* **Page excerpt**:
• • •

Concept Schools is a nonprofit charter management organization.

The group currently operates or manages thirty tuition-free science, technology and math-focused schools in six Midwest states. Serving more than 13,500 students, Concept-managed schools are located in urban areas in Ohio, Illinois, Indiana, Michigan, Minnesota, and Missouri. Out of roughly 13,500 students, 86% are minority students and 85% come from economically disadvantaged families.

Beginning with the 2020-21 school year, Concept Schools is the charter operator for Horizon Science Academy McKinley Park, Horizon Science Academy Belmont, and Horizon Science Academy Southwest Chicago. Concept entered into a management agreement with local school boards to provide operational and academics services to manage an additional 27 charter public schools.

School Governance is the responsibility of the Board of Directors of each school. Each Board is the charter holder and is held accountable by a charter authorizer. Each Board provides oversight and accountability in the management of the school, including financial oversight exercised by a review of financial updates at each Board meeting.

Ohio schools 
In 2009, Horizon Science Academy Cleveland received a National Blue Ribbon Award from the US Department of education. Three years later, the Horizon Science Academy High School in Columbus received a National Blue Ribbon as well. In 2014, Concept Schools in Ohio and two other states were served search warrants alleging embezzlement of federal grants, though no criminal charges were filed by 2016. In March 2020, the Ohio Auditor of State reported that 14 institutions run by Concept Schools in Ohio had clean audit records. Schools with "clean" audit reports submit financial reports did not contain any findings for recovery, material citations, material weaknesses, significant deficiencies, Uniform Guidance findings or questioned costs. Two of those schools—HSA Denison Middle School and HSA Columbus Middle School—were awarded the 2019 Momentum Award by the Ohio Department of Education. The Momentum Award recognizes institutions that exceeded expectations for learning outcomes of for students in certain demographics.

Concept Schools in the Media

In 2014, schools run by Concept in three states were been raided by the FBI.  In total, nineteen search warrants were executed by the FBI on June 4, 2014.

School Openings 
In 2014, Chicago Public Schools CEO Barbara Byrd-Bennett prohibited the opening of a Concept School in Chicago due to visible mold, water-damaged floors, damaged ceilings, and asbestos.

E-Rate Investigation Background 
In June 2014, the Federal Bureau of Investigation, Department of Education, and Federal Communications Commission conducted joint raids on Concept Schools and several Concept network schools in Illinois, Indiana, and Ohio for "allegations of white collar crime," according to FBI spokesperson Vicki Anderson. The raids were in connection with E-Rate, which provides discounted technology resources to schools, and alleged that Concept Schools diverted $5 million of federal grants away from schools. As of August 2016, no charges have been filed.

E-Rate Investigation Resolution October 2020 
Concept Schools resolved federal investigation related to the E-Rate Technology Program.

• • •

* **Given exercise A**:
Answer these questions using the Concept Schools page:
(i) In how many states are the Concept-managed schools located?
(ii) According to the governance section, which body is the charter holder for each school?
(iii) How many search warrants did the FBI execute on June 4, 2014?
* **Given exercise B**: Reproduce word for word the part of the Concept Schools page that opens with the words containing "School Openings" and closes with "ceilings, and asbestos.".

• • •

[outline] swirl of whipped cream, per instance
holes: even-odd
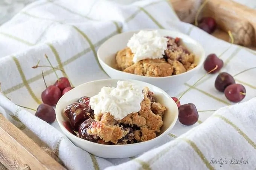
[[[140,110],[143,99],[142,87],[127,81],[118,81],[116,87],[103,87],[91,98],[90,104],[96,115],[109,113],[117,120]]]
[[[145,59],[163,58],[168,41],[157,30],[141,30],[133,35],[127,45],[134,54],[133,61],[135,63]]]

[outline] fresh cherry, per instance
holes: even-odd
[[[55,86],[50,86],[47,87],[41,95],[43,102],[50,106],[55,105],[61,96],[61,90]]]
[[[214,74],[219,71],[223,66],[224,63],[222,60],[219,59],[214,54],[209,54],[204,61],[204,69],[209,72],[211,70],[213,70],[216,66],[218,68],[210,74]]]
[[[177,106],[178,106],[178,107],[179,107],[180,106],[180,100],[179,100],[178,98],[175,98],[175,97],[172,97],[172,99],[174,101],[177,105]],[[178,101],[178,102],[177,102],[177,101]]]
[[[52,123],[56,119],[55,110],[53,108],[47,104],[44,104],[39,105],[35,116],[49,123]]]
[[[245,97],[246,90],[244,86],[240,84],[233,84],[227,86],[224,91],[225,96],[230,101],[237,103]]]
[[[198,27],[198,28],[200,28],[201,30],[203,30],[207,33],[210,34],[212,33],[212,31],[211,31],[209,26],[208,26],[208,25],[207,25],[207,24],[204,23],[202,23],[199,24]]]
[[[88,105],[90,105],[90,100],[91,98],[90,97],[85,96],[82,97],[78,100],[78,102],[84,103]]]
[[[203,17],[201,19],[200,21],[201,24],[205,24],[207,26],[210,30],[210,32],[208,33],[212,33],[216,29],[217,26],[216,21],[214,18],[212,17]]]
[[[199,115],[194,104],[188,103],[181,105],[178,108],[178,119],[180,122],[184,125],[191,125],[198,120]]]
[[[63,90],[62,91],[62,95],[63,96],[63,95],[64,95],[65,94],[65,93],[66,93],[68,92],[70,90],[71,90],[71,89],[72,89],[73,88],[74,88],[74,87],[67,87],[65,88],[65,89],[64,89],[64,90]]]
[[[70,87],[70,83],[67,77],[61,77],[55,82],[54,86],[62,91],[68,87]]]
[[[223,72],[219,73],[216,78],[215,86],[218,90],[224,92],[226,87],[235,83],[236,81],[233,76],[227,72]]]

• • •

* **Correct response A**:
(i) Six Midwest states.
(ii) Each school's Board of Directors.
(iii) Nineteen.

* **Correct response B**:
School Openings 
In 2014, Chicago Public Schools CEO Barbara Byrd-Bennett prohibited the opening of a Concept School in Chicago due to visible mold, water-damaged floors, damaged ceilings, and asbestos.